___ Listed records ___

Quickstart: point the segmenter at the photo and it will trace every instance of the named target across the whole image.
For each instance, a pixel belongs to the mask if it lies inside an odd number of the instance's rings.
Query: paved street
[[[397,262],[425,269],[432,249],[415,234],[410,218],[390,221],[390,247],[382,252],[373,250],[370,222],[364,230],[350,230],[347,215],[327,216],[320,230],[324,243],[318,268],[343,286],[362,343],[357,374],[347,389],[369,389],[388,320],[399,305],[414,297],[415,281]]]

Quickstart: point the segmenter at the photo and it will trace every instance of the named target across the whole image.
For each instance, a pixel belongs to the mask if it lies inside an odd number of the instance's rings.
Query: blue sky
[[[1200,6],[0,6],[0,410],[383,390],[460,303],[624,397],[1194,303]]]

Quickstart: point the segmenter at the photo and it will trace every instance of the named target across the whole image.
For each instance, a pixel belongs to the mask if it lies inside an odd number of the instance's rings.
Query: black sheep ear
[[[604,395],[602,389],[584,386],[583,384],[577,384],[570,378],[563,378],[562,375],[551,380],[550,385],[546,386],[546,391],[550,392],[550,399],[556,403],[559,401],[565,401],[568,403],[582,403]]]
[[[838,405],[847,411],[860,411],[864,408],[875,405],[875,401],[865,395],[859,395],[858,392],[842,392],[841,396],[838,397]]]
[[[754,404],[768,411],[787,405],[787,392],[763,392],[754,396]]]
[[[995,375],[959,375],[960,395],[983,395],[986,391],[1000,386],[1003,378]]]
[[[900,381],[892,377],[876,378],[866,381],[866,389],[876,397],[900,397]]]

___

_Work instructions_. Could you render every line of the entries above as a Markdown table with a "Row" column giving the row number and a "Line" column holding the line itself, omitting blank lines?

_Output of the exercise_.
| Row | Line |
|---|---|
| 1 | Quickstart: point the segmenter at the photo and it will trace every instance of the named target across the whole image. |
| 2 | For each instance, a pixel belongs to the mask if it lies inside an odd number of the instance's rings. |
| 3 | Query: paved street |
| 4 | [[[397,262],[425,269],[432,249],[415,234],[410,218],[390,221],[390,247],[382,252],[373,250],[370,222],[364,230],[350,230],[347,215],[327,216],[320,230],[324,243],[318,268],[343,286],[362,343],[357,374],[347,389],[369,389],[388,320],[399,305],[414,297],[415,281]]] |
| 5 | Quickstart: point the segmenter at the photo and it will trace every instance of the named target across the whole image. |
| 6 | For each instance, a pixel belongs to the mask if it lies inside an odd number of the instance's rings. |
| 7 | Query: blue sky |
| 8 | [[[1200,6],[0,6],[0,410],[383,390],[460,303],[624,397],[1194,303]]] |
| 9 | Quickstart: point the segmenter at the photo and it will trace every instance of the named target across the whole image. |
| 10 | For each instance, a pixel belongs to the mask if it lies inside an odd number of the instance's rings. |
| 11 | Query: black sheep ear |
| 12 | [[[604,395],[602,389],[584,386],[583,384],[577,384],[570,378],[563,378],[562,375],[551,380],[550,385],[546,386],[546,391],[550,392],[550,399],[556,403],[559,401],[565,401],[568,403],[582,403]]] |
| 13 | [[[838,405],[847,411],[860,411],[864,408],[875,405],[875,401],[865,395],[859,395],[858,392],[842,392],[841,396],[838,397]]] |
| 14 | [[[754,404],[768,411],[787,405],[787,392],[763,392],[754,396]]] |
| 15 | [[[995,375],[959,375],[960,395],[983,395],[986,391],[1000,386],[1003,378]]] |
| 16 | [[[900,381],[892,377],[876,378],[866,381],[866,389],[876,397],[900,397]]] |